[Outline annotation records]
* * * * * * * * *

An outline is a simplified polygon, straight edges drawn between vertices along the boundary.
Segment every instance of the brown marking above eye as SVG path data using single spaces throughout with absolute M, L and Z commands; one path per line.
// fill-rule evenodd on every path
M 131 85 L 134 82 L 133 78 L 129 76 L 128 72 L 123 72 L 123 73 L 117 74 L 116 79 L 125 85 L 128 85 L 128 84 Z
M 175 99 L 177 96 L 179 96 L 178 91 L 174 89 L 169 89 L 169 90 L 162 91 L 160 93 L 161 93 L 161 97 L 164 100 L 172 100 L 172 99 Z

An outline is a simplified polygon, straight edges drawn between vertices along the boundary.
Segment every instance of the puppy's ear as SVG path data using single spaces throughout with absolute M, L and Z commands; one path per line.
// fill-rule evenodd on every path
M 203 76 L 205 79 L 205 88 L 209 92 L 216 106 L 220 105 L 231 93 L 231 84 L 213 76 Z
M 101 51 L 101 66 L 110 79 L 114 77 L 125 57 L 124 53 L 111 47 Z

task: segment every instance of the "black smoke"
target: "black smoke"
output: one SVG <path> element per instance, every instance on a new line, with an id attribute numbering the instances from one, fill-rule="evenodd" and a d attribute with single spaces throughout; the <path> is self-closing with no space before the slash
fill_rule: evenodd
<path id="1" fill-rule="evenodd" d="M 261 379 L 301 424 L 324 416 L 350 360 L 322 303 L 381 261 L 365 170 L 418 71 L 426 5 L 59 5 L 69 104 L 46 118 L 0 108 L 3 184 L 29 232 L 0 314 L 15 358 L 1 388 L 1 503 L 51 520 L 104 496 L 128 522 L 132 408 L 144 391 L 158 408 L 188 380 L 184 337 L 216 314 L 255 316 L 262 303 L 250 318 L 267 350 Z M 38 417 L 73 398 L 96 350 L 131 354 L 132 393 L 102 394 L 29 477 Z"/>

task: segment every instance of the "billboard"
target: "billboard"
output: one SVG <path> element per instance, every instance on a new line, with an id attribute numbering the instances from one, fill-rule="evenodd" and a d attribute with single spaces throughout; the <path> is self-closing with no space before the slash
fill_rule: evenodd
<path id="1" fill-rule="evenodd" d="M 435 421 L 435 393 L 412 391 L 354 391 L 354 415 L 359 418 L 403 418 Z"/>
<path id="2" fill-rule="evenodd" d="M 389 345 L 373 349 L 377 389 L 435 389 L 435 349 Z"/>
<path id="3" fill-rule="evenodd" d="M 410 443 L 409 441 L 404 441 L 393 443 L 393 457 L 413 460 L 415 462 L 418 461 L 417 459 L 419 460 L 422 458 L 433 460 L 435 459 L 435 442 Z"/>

* * * * * * * * *

TASK BRIEF:
Copy each entry exactly, with nothing added or dropped.

TASK SOLUTION:
An outline is a simplified polygon, straight edges drawn between vertices along the boundary.
Segment every instance of the brown marking above eye as SVG path data using single spaces throughout with absolute M, L and Z commands; one path per line.
// fill-rule evenodd on every path
M 131 85 L 134 82 L 133 78 L 129 76 L 128 72 L 123 72 L 123 73 L 117 74 L 116 79 L 125 85 L 128 85 L 128 84 Z
M 175 99 L 177 96 L 179 96 L 178 91 L 174 89 L 169 89 L 169 90 L 162 91 L 160 93 L 161 93 L 161 97 L 164 100 L 172 100 L 172 99 Z

An outline is a simplified polygon, straight edges drawn between vertices along the boundary.
Segment every instance of the puppy's ear as SVG path data using single spaces throughout with absolute M, L and Z commands; one path per line.
// fill-rule evenodd on every path
M 203 76 L 205 79 L 205 88 L 209 92 L 216 106 L 220 105 L 231 93 L 231 84 L 213 76 Z
M 101 51 L 101 66 L 110 79 L 114 77 L 125 57 L 124 53 L 111 47 Z

task: segment every instance of the "black smoke"
target: "black smoke"
output: one SVG <path> element per instance, every instance on a new line, with an id attribute numbering the instances from one, fill-rule="evenodd" and a d attribute with single spaces throughout; the <path> is self-closing with no space before the slash
fill_rule: evenodd
<path id="1" fill-rule="evenodd" d="M 261 379 L 301 424 L 324 416 L 350 360 L 322 303 L 381 261 L 365 170 L 418 71 L 426 5 L 59 5 L 69 104 L 46 118 L 0 108 L 3 184 L 29 232 L 0 314 L 15 358 L 1 388 L 1 503 L 51 520 L 104 496 L 128 522 L 132 408 L 144 391 L 158 408 L 188 380 L 184 337 L 216 314 L 255 316 L 262 303 L 250 318 L 267 350 Z M 38 417 L 73 398 L 96 350 L 131 354 L 132 393 L 102 394 L 29 477 Z"/>

task: segment every instance of the "billboard"
target: "billboard"
output: one SVG <path> element per instance, every instance on a new line, with an id attribute numbering the instances from one, fill-rule="evenodd" and a d attribute with single spaces throughout; the <path> is self-closing with no space before the slash
fill_rule: evenodd
<path id="1" fill-rule="evenodd" d="M 435 421 L 435 393 L 412 391 L 354 391 L 354 415 L 359 418 L 403 418 Z"/>
<path id="2" fill-rule="evenodd" d="M 389 345 L 373 349 L 377 389 L 435 389 L 435 349 Z"/>
<path id="3" fill-rule="evenodd" d="M 410 443 L 409 441 L 404 441 L 393 443 L 393 457 L 413 460 L 415 462 L 418 461 L 417 459 L 419 460 L 422 458 L 433 460 L 435 459 L 435 442 Z"/>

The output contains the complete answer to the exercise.